┌────────

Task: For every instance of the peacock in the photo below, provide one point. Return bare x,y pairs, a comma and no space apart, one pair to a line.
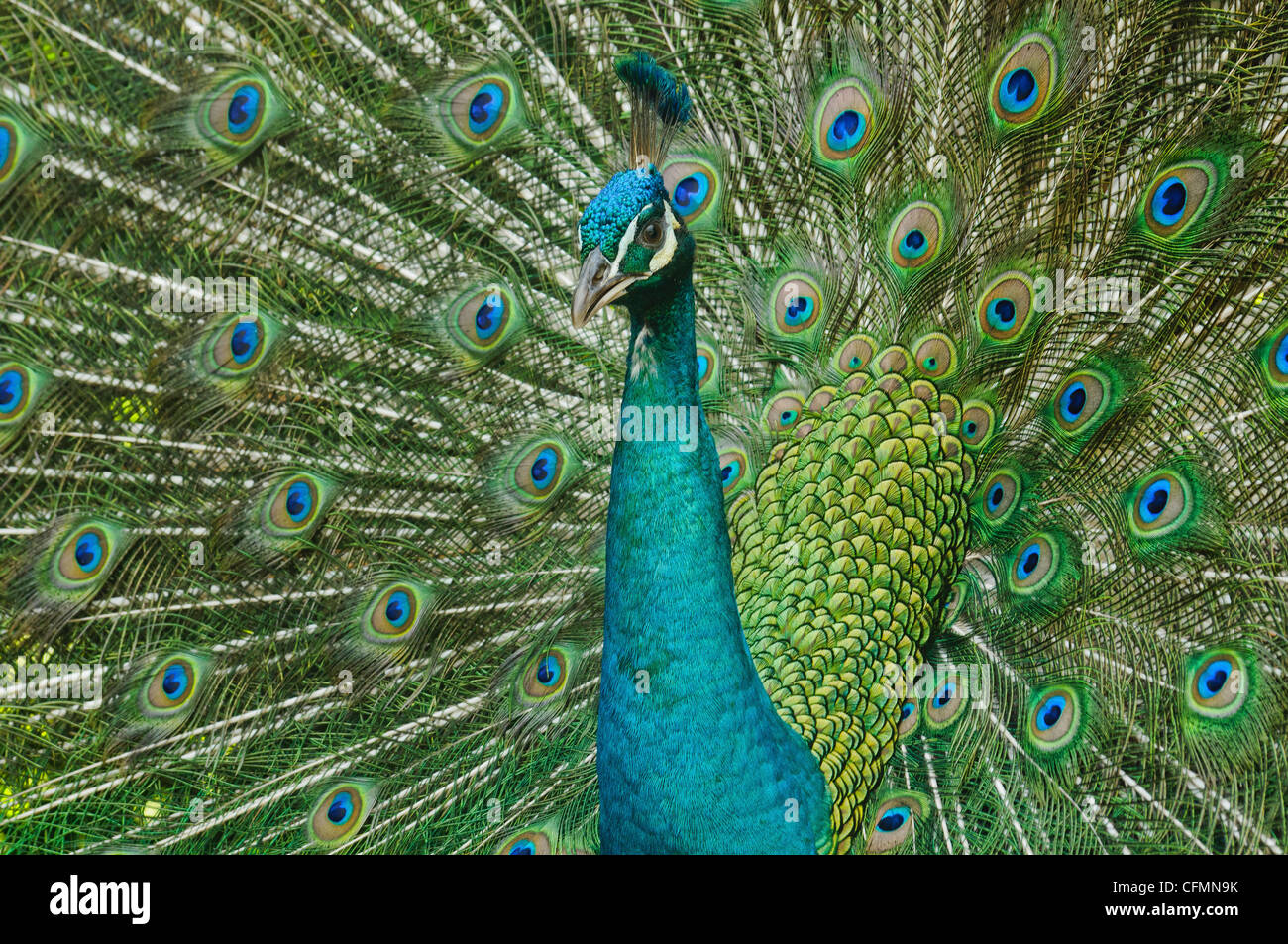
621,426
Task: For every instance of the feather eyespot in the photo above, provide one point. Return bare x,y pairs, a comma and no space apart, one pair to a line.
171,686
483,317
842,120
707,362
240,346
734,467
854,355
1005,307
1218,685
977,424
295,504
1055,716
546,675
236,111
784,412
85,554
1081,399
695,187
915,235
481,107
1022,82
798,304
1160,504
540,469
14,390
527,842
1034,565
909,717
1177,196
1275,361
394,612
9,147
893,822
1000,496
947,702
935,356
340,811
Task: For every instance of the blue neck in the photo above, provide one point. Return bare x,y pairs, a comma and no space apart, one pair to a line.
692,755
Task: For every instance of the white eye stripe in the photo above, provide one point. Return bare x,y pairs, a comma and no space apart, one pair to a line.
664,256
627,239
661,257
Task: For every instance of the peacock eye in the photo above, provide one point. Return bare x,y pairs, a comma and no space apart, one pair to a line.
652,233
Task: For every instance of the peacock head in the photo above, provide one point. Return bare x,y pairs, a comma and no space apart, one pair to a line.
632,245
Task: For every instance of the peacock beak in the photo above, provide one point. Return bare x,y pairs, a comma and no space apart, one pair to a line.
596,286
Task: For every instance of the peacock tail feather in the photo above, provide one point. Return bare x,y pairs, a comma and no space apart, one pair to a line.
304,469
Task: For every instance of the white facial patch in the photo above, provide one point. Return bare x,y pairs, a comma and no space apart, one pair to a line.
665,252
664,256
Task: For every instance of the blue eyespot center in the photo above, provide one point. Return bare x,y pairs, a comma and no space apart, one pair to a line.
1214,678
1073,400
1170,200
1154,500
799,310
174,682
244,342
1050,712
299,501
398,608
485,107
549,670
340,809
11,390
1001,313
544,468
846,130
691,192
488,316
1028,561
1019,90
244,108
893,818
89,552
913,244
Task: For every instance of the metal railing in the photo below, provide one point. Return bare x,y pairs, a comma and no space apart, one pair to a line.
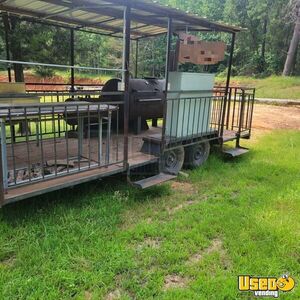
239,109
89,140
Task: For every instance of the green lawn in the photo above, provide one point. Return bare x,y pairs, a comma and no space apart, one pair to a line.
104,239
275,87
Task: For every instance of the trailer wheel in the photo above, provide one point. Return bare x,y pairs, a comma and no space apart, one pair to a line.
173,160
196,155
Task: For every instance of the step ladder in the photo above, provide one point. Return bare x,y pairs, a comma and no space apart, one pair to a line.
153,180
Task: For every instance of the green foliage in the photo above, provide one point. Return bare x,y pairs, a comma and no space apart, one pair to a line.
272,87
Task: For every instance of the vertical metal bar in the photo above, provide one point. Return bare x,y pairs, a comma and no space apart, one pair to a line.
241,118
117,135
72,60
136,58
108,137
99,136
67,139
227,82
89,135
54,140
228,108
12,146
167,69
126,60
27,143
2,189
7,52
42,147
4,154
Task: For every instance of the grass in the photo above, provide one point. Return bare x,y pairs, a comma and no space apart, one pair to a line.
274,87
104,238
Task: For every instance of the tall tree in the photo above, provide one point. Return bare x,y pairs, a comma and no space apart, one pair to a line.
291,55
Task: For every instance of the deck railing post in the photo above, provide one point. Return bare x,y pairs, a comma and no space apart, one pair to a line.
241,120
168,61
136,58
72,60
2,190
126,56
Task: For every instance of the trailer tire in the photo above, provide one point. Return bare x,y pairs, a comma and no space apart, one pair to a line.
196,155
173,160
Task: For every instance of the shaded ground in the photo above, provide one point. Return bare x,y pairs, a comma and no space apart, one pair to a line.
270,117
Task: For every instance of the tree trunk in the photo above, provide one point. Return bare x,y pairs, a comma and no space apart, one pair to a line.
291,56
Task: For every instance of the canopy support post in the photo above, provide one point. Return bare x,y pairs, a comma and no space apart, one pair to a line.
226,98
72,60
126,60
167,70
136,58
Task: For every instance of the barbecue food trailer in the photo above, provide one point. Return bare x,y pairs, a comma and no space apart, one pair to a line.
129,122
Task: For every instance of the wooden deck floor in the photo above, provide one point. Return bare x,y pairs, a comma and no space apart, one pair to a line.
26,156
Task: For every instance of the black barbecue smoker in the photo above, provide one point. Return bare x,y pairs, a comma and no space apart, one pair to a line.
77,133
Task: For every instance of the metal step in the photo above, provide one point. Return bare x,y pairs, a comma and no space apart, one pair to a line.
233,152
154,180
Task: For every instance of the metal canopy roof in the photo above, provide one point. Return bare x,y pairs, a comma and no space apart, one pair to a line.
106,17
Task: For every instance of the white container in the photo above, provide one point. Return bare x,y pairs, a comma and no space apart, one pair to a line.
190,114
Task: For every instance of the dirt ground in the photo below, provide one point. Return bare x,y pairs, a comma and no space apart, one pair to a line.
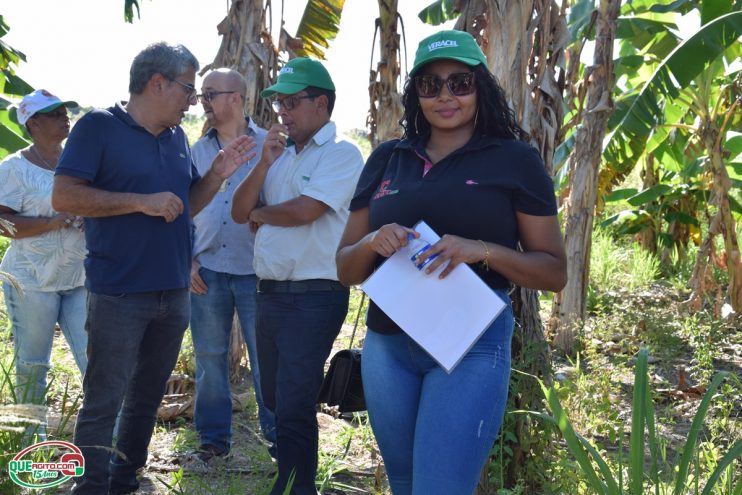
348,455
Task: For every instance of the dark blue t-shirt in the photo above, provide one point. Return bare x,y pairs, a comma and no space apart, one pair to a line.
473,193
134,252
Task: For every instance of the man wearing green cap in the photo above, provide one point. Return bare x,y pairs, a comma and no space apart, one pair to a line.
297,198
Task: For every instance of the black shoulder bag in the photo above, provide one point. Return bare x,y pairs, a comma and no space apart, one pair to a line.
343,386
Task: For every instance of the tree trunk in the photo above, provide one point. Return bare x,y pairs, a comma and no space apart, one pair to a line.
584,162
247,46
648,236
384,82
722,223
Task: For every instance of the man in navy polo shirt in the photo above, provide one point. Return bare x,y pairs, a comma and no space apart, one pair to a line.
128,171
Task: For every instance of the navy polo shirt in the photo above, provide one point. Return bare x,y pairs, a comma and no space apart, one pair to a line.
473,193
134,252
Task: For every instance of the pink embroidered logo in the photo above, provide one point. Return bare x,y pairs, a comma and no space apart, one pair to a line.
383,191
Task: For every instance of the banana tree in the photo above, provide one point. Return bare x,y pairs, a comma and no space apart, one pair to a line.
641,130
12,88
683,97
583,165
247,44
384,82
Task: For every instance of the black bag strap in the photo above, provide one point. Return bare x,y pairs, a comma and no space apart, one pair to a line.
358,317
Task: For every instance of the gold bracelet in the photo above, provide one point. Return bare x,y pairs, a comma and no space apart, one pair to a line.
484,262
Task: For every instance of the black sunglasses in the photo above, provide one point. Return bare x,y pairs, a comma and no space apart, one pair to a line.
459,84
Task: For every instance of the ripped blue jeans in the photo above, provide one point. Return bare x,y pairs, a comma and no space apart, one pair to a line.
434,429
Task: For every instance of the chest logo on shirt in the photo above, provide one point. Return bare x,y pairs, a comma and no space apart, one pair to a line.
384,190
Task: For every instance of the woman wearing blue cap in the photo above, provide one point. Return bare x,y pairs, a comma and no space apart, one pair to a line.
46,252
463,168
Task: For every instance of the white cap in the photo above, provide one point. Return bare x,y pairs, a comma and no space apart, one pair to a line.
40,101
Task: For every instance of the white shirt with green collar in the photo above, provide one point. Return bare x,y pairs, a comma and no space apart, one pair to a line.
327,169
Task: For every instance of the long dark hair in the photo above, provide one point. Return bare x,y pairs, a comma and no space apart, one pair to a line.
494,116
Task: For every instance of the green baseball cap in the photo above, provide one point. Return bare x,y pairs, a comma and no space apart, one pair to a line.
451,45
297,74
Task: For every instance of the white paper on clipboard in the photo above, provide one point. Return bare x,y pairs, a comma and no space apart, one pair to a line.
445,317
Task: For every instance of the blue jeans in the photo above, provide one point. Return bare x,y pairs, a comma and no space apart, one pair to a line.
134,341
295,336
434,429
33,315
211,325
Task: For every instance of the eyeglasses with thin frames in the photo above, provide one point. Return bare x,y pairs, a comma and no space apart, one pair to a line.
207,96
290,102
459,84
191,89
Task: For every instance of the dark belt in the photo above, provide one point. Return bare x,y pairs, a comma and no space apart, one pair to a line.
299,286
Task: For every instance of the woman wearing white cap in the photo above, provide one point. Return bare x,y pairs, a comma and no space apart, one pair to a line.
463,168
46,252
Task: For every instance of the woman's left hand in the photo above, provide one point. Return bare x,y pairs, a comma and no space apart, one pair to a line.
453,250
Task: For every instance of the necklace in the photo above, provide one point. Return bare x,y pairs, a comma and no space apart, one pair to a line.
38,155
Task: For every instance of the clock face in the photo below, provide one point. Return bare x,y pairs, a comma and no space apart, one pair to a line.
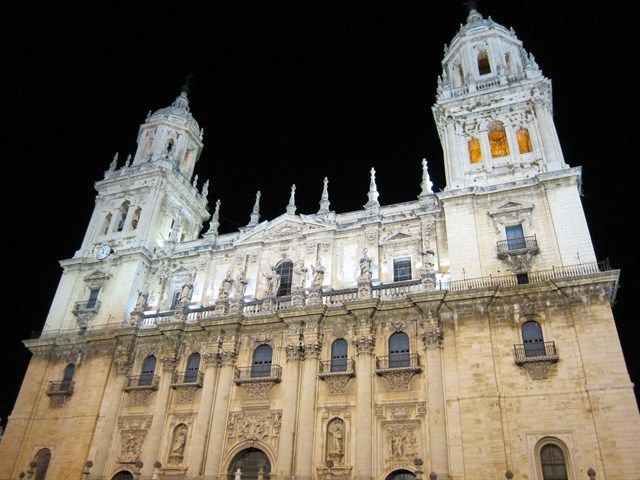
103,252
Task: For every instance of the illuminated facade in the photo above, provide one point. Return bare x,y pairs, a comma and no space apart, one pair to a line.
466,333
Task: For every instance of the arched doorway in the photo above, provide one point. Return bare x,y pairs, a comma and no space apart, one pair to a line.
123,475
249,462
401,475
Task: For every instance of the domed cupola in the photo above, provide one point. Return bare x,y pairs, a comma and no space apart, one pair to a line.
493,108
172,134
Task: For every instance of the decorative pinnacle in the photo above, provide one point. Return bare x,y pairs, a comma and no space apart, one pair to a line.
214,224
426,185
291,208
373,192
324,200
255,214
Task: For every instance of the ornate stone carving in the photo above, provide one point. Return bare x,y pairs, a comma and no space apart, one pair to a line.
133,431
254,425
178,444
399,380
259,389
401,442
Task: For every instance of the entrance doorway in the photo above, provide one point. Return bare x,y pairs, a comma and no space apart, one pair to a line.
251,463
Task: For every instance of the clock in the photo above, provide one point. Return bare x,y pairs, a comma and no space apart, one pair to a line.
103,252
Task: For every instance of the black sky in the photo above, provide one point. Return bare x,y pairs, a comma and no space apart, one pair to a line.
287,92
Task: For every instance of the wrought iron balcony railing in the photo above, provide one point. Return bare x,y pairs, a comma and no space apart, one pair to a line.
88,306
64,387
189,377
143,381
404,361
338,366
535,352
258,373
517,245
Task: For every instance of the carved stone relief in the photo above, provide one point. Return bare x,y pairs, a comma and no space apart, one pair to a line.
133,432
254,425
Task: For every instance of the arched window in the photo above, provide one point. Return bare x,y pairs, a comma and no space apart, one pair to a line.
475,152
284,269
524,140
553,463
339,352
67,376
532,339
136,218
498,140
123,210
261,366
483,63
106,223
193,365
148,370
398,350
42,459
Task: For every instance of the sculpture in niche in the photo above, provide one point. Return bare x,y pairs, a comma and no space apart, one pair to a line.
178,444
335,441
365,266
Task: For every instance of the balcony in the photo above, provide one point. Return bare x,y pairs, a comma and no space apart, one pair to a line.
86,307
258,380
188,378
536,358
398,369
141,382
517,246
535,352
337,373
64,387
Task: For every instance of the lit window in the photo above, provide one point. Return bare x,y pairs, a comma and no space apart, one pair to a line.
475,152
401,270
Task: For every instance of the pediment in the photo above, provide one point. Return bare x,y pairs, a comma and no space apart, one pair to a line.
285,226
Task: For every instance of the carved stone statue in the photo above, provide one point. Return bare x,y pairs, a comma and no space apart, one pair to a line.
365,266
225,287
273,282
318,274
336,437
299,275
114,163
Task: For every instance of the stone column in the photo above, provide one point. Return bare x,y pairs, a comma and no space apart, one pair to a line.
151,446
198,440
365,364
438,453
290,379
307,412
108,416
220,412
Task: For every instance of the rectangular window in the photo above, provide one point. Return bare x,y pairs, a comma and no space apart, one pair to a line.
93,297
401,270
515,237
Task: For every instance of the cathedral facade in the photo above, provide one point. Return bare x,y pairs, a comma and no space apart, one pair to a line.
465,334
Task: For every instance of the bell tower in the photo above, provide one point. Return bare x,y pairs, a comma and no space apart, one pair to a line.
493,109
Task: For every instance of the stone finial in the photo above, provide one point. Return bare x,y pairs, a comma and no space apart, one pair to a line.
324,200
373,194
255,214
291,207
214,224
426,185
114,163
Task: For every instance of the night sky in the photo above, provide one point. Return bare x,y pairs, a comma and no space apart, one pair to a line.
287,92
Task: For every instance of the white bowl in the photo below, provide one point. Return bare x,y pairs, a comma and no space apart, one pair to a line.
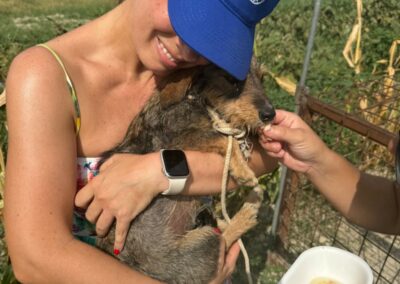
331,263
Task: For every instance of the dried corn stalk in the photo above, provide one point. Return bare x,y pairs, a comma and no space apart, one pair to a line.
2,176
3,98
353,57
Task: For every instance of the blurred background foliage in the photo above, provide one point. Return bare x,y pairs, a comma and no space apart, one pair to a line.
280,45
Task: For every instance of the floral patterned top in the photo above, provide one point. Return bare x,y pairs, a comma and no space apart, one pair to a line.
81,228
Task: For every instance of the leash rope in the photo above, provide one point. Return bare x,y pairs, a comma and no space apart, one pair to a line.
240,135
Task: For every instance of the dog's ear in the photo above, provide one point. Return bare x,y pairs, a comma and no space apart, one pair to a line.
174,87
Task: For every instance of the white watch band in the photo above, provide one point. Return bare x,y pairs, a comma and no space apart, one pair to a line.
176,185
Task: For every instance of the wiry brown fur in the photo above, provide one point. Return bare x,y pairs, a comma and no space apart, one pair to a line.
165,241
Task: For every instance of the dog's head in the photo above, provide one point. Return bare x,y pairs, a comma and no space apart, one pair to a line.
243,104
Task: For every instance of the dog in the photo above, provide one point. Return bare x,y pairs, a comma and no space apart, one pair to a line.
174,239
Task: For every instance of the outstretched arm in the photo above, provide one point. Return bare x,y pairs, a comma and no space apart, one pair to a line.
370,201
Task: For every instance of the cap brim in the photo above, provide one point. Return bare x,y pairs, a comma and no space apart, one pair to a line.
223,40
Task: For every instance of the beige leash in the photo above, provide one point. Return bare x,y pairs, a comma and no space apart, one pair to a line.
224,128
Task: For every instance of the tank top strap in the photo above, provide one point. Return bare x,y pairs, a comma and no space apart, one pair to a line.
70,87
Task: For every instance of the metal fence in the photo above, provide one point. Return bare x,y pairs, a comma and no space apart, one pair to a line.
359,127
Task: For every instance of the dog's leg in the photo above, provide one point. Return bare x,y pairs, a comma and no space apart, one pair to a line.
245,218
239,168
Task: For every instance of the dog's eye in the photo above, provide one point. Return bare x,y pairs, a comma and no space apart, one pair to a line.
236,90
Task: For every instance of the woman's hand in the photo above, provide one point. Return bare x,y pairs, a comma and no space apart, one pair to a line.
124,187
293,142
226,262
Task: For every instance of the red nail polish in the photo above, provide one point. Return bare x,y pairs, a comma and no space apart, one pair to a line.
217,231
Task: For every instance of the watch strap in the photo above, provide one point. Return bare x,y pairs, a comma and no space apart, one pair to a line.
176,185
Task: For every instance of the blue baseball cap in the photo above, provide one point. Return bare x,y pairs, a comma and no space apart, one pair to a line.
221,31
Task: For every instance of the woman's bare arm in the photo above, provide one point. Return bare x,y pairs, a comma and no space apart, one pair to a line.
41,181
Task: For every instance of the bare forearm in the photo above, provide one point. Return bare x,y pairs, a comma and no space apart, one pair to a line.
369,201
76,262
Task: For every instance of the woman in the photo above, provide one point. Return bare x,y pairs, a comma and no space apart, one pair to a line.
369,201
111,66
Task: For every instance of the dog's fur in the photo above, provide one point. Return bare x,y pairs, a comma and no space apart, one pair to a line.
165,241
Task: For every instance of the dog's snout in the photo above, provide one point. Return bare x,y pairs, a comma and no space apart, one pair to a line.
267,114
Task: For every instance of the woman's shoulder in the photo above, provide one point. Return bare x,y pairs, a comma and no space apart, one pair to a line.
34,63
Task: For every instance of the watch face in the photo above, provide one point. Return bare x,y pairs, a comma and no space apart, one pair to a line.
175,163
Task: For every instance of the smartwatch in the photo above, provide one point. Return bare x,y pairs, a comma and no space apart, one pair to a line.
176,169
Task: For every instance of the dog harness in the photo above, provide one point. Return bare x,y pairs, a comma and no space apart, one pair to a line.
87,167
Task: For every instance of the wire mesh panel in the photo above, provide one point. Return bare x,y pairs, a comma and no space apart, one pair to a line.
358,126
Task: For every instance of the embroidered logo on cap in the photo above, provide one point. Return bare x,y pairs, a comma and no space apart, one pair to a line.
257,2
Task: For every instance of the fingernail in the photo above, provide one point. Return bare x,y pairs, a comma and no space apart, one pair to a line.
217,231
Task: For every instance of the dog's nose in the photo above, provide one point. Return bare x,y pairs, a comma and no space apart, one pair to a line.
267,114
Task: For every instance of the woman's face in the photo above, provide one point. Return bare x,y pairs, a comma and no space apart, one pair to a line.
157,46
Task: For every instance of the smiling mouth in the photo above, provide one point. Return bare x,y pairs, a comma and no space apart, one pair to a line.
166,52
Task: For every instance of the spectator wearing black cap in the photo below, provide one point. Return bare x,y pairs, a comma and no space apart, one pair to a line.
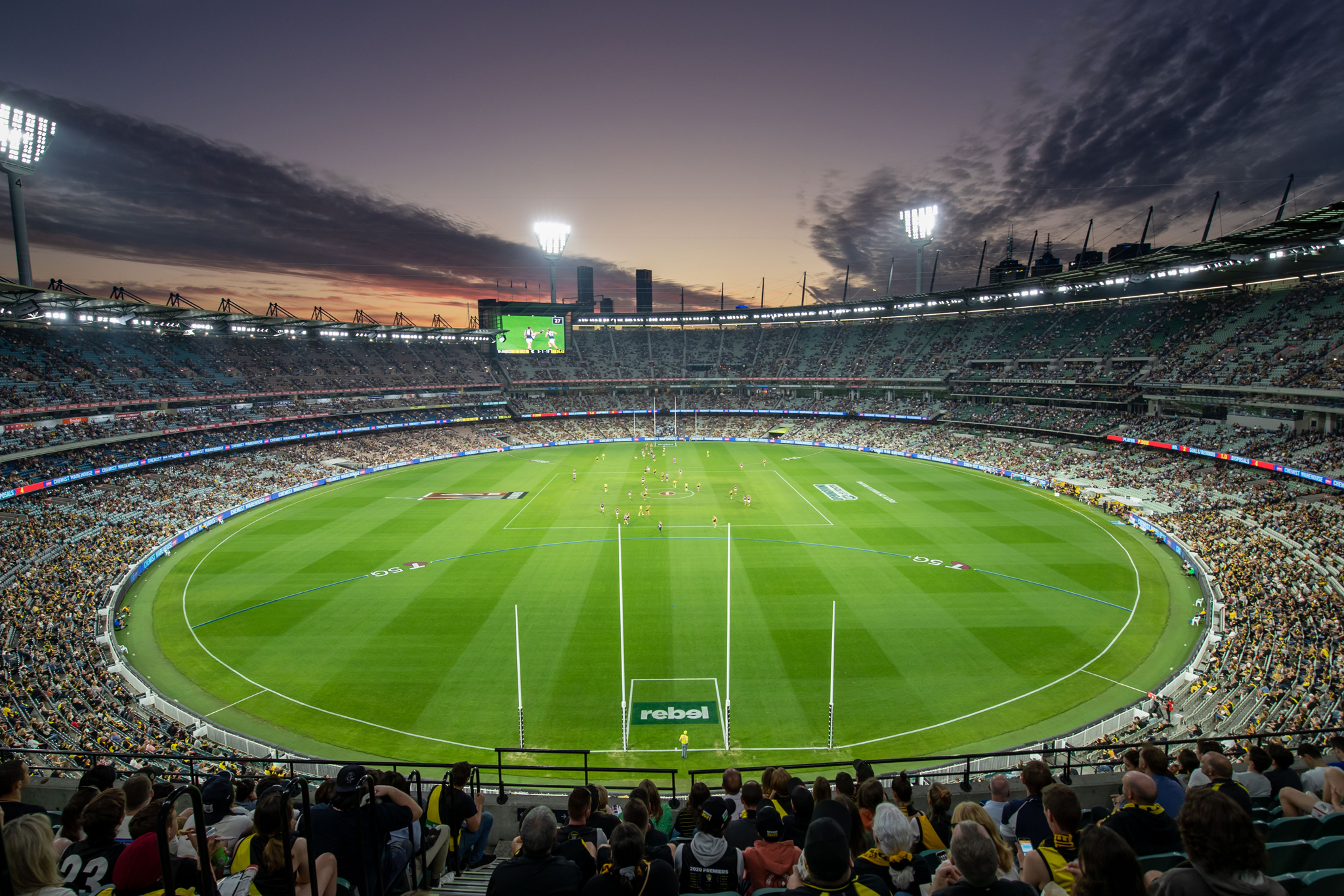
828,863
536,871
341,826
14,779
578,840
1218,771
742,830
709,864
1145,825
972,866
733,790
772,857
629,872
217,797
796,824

└────────

§ The problem
Please transcribe exactly the lines from the one that contains "Task: For every instance of the woman's face" through the closing line of the entries, with no pictures.

§ Answer to the exercise
Task: For every instance of the woman's face in the photo above, provide one point. Return bare x,y pairs, a comma and no space apart, one pair to a line.
157,46
Task: For every instance of the smiling mouth in the photo above, provide one point. Return bare x,y pairs, a comma and no space apart, one pair to a line.
166,52
Task: For every instance of the spectator wearing black cap in the photo below, provide one point. Return bare x,y pairs, a comma and no space apart, one pair to a line.
828,863
536,871
341,826
14,779
578,840
1218,771
742,830
709,864
1145,825
972,866
733,790
772,857
629,872
217,797
796,824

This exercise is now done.